Data provided -
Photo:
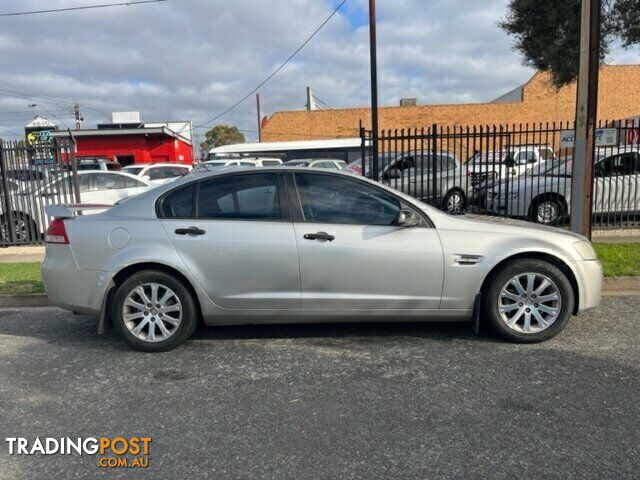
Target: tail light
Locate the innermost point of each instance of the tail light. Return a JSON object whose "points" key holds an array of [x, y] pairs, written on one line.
{"points": [[57, 232]]}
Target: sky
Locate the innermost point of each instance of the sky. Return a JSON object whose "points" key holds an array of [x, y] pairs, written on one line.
{"points": [[192, 59]]}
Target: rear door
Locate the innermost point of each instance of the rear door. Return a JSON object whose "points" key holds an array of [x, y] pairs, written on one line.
{"points": [[235, 235], [352, 256]]}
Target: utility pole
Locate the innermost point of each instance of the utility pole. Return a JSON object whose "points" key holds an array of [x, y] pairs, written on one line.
{"points": [[586, 111], [259, 119], [374, 87], [76, 114]]}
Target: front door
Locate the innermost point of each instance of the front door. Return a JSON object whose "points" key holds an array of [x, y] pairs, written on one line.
{"points": [[238, 241], [351, 254]]}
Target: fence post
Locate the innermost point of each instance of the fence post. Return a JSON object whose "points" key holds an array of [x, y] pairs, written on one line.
{"points": [[434, 153], [5, 198], [363, 147]]}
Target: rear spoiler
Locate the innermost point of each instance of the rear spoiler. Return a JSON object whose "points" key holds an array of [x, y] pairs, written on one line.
{"points": [[70, 210]]}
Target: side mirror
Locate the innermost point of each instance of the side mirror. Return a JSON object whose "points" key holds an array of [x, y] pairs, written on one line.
{"points": [[393, 173], [407, 218]]}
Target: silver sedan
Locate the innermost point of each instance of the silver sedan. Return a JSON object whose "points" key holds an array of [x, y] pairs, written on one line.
{"points": [[290, 244]]}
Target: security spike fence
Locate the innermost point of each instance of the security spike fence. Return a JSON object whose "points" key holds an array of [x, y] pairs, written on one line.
{"points": [[31, 177], [517, 171]]}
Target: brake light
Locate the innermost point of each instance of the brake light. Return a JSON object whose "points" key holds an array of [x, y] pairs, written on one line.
{"points": [[57, 232]]}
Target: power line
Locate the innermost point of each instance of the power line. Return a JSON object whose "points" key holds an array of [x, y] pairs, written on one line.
{"points": [[273, 74], [84, 7]]}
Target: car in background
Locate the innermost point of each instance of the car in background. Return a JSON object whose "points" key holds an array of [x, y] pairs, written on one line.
{"points": [[289, 244], [97, 163], [544, 196], [495, 165], [439, 180], [158, 173], [27, 218], [328, 163]]}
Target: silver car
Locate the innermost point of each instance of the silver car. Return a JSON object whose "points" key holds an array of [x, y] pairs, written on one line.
{"points": [[286, 244], [544, 195], [442, 182]]}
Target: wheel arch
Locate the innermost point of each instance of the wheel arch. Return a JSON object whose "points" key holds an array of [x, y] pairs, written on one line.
{"points": [[553, 260], [132, 269]]}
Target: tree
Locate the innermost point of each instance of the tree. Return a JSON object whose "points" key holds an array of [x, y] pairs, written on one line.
{"points": [[547, 32], [220, 135]]}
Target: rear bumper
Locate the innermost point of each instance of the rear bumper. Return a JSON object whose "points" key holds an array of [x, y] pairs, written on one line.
{"points": [[68, 286], [589, 279]]}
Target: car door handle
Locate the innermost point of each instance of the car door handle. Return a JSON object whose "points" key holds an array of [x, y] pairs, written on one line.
{"points": [[319, 236], [190, 231]]}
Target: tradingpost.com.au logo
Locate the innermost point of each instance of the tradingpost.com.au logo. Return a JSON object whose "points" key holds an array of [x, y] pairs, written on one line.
{"points": [[117, 452]]}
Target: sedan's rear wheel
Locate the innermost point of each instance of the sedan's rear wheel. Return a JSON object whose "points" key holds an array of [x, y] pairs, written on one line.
{"points": [[154, 312], [529, 300]]}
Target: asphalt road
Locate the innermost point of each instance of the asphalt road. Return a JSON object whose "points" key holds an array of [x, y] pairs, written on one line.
{"points": [[330, 401]]}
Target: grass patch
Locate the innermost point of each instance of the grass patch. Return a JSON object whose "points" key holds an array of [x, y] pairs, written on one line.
{"points": [[20, 278], [619, 259]]}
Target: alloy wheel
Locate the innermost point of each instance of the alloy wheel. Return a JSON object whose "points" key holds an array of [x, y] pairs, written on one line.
{"points": [[152, 312], [529, 303]]}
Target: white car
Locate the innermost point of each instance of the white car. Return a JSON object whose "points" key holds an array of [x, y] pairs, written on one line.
{"points": [[27, 219], [158, 173], [544, 195]]}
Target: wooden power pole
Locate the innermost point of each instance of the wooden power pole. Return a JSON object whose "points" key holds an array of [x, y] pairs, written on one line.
{"points": [[586, 111]]}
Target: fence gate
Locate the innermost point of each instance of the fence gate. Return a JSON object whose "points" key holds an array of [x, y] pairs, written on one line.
{"points": [[30, 178], [516, 171]]}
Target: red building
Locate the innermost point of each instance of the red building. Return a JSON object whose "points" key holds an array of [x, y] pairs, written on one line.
{"points": [[144, 144]]}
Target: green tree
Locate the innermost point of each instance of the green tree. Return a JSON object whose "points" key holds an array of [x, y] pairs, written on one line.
{"points": [[220, 135], [547, 32]]}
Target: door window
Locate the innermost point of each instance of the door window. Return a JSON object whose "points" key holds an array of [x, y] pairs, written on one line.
{"points": [[331, 199], [240, 197]]}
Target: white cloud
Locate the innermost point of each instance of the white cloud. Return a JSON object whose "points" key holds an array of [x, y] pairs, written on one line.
{"points": [[190, 59]]}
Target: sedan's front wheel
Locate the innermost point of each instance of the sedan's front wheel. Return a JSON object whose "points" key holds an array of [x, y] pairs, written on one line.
{"points": [[529, 300], [154, 312]]}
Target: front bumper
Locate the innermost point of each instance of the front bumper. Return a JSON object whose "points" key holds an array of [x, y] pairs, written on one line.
{"points": [[68, 286], [589, 279]]}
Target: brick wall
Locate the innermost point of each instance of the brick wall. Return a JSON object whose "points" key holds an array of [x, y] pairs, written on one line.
{"points": [[619, 97]]}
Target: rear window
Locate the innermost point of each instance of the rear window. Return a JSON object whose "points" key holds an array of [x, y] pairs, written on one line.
{"points": [[179, 203]]}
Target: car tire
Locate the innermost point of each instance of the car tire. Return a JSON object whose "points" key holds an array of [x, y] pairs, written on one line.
{"points": [[452, 199], [503, 301], [547, 211], [167, 323]]}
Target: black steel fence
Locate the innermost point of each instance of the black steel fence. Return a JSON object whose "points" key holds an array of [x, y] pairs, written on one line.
{"points": [[30, 178], [517, 171]]}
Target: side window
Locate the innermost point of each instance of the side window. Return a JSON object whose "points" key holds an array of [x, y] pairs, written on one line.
{"points": [[107, 181], [331, 199], [242, 197], [179, 203], [522, 158]]}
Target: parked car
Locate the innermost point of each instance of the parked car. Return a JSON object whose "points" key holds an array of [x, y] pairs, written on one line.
{"points": [[158, 173], [96, 187], [328, 163], [545, 196], [97, 163], [490, 165], [298, 245], [413, 173]]}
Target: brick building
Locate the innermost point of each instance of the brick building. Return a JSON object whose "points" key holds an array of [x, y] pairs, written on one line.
{"points": [[535, 101]]}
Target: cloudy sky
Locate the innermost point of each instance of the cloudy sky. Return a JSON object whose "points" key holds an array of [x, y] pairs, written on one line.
{"points": [[191, 59]]}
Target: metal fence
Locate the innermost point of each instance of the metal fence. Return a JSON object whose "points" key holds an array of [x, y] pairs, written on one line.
{"points": [[517, 171], [30, 178]]}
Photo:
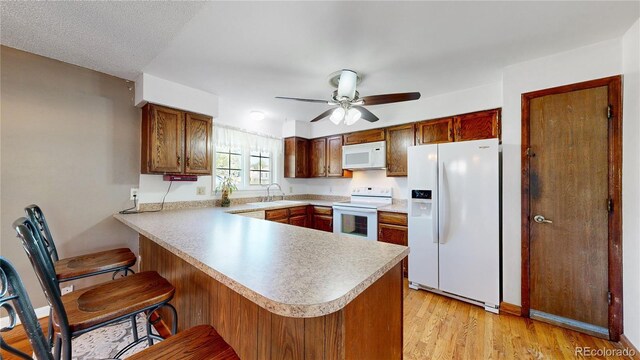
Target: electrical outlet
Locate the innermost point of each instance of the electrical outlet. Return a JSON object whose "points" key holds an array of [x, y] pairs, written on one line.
{"points": [[66, 289]]}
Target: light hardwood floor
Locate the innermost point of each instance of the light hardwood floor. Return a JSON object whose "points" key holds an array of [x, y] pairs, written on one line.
{"points": [[437, 327]]}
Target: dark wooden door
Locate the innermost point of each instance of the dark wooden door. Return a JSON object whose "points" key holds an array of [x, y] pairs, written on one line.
{"points": [[478, 125], [399, 138], [166, 140], [434, 131], [334, 156], [198, 144], [568, 216], [318, 162]]}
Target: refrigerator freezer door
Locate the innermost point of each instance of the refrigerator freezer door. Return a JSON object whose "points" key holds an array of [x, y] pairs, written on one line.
{"points": [[423, 214], [469, 219]]}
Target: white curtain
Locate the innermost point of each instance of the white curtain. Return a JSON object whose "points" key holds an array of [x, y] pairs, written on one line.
{"points": [[227, 136]]}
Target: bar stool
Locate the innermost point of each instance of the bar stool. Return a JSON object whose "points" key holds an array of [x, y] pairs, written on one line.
{"points": [[199, 342], [77, 267], [86, 309]]}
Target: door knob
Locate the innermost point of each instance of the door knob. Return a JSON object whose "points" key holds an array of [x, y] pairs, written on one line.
{"points": [[540, 219]]}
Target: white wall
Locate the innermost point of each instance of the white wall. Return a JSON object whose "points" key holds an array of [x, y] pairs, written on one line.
{"points": [[582, 64], [631, 183]]}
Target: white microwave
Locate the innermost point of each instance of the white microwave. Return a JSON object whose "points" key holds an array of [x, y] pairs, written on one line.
{"points": [[365, 156]]}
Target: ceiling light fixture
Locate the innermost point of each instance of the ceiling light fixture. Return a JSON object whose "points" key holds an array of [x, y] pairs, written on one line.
{"points": [[256, 115]]}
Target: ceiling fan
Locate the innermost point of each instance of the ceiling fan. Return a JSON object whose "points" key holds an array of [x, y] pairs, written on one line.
{"points": [[348, 101]]}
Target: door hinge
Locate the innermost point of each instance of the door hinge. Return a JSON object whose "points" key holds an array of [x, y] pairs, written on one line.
{"points": [[530, 153]]}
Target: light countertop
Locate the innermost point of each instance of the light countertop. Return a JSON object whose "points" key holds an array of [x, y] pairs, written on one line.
{"points": [[288, 270]]}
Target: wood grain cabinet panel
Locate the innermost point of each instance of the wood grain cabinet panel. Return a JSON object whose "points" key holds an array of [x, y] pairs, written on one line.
{"points": [[296, 157], [199, 149], [175, 142], [392, 228], [363, 137], [318, 160], [162, 140], [434, 131], [334, 157], [477, 125], [399, 138]]}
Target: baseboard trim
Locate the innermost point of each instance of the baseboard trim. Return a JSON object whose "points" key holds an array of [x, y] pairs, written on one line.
{"points": [[40, 313], [510, 309], [624, 341]]}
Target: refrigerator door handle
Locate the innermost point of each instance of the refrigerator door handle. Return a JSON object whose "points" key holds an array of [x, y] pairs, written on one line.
{"points": [[444, 209]]}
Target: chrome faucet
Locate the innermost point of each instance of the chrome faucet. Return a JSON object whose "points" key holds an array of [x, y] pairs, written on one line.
{"points": [[269, 196]]}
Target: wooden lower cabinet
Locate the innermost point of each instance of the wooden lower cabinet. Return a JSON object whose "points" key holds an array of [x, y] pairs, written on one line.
{"points": [[299, 220], [392, 228], [323, 218], [256, 333]]}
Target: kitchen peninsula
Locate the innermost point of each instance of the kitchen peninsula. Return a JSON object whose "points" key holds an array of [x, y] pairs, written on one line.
{"points": [[274, 290]]}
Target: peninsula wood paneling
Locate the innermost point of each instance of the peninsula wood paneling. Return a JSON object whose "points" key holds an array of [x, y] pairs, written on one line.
{"points": [[256, 333]]}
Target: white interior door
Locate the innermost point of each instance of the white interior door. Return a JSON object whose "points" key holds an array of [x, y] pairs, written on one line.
{"points": [[469, 219], [423, 215]]}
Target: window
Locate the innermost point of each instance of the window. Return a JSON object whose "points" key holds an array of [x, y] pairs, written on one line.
{"points": [[229, 163], [259, 168]]}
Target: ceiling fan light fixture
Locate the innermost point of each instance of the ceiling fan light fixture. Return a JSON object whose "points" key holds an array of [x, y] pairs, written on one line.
{"points": [[337, 115], [353, 115], [347, 84], [256, 115]]}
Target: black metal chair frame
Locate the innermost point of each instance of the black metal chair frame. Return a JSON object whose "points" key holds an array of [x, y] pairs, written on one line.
{"points": [[45, 271], [35, 214], [14, 299]]}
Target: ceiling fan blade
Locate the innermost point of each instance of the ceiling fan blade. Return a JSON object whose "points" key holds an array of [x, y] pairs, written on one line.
{"points": [[304, 100], [323, 115], [390, 98], [366, 114]]}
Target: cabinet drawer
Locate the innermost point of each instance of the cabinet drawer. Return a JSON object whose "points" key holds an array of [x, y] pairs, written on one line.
{"points": [[277, 214], [298, 210], [322, 210], [392, 218]]}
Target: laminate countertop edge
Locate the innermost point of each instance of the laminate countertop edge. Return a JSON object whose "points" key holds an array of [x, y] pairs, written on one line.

Exercise requirements -
State how many lines of the records contain the string "laminate". The number is the whole answer.

Reply to the exercise -
2